▶ [EXERCISE BRIEF] Look in the data below for the line that contains "TARGET = man in black jacket". Copy that line and the remaining lines exactly.

▶ [Stored records]
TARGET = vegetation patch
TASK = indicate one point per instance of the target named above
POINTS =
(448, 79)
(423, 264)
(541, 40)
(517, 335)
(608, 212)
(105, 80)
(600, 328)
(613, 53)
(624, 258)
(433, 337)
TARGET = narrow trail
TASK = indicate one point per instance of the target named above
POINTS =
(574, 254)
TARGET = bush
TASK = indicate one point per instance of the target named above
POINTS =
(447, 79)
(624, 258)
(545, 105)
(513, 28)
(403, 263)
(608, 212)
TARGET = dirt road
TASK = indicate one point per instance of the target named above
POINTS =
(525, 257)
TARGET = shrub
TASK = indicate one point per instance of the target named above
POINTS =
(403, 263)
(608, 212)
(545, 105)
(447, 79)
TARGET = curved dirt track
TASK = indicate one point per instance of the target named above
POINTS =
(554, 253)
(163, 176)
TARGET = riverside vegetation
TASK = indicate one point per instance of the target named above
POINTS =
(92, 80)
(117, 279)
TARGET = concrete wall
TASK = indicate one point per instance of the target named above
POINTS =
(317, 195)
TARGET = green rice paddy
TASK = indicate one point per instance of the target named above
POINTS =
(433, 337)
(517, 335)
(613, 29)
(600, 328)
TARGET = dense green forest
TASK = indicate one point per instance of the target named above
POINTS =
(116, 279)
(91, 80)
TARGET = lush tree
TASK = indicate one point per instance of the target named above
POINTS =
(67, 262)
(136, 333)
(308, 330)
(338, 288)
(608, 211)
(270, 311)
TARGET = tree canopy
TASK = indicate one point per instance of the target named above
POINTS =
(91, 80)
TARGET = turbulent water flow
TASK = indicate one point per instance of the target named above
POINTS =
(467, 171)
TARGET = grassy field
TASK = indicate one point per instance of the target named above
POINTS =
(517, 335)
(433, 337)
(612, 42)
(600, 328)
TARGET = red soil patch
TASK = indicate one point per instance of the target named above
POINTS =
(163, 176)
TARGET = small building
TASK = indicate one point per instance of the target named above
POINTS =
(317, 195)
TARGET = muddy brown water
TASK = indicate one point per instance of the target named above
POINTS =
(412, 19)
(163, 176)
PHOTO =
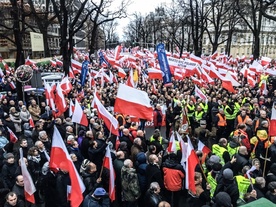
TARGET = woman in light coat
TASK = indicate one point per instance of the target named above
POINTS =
(15, 118)
(25, 114)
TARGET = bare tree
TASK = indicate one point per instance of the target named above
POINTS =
(110, 35)
(177, 27)
(71, 15)
(267, 9)
(102, 14)
(219, 16)
(43, 18)
(250, 12)
(197, 20)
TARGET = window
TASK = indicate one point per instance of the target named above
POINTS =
(204, 41)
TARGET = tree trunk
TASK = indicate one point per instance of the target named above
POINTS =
(92, 46)
(45, 41)
(256, 50)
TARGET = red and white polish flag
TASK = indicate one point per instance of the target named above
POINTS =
(192, 161)
(13, 137)
(272, 125)
(60, 159)
(133, 102)
(29, 187)
(107, 163)
(79, 116)
(110, 121)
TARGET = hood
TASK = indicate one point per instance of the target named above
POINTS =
(233, 144)
(273, 168)
(141, 158)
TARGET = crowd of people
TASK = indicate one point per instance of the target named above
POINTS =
(240, 168)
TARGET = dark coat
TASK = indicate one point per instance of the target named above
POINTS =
(154, 174)
(152, 199)
(3, 191)
(89, 201)
(230, 187)
(85, 144)
(8, 173)
(240, 163)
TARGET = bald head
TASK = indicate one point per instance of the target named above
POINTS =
(243, 150)
(223, 141)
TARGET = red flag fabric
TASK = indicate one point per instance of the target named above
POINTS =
(60, 101)
(12, 85)
(265, 61)
(13, 137)
(66, 85)
(110, 121)
(130, 81)
(107, 163)
(79, 116)
(196, 59)
(228, 86)
(29, 187)
(117, 52)
(192, 161)
(50, 96)
(154, 73)
(172, 148)
(133, 102)
(272, 126)
(117, 143)
(53, 63)
(71, 73)
(31, 122)
(121, 72)
(200, 94)
(205, 150)
(60, 159)
(71, 108)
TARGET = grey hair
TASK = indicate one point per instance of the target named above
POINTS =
(41, 133)
(127, 163)
(154, 186)
(136, 140)
(260, 181)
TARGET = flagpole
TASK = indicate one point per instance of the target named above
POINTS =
(76, 129)
(266, 153)
(199, 164)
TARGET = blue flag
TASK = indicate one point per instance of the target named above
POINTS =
(102, 59)
(84, 70)
(164, 64)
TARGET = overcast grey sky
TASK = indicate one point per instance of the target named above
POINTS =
(142, 6)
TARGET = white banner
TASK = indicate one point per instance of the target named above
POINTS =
(188, 64)
(37, 41)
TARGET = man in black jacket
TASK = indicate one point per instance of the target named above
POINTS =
(226, 183)
(242, 160)
(152, 197)
(153, 172)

▶ [REPLY TO THE TASK]
TARGET = man in black jacket
TASK = indicate one point per instance of the target named above
POINTS =
(226, 183)
(242, 160)
(152, 197)
(153, 172)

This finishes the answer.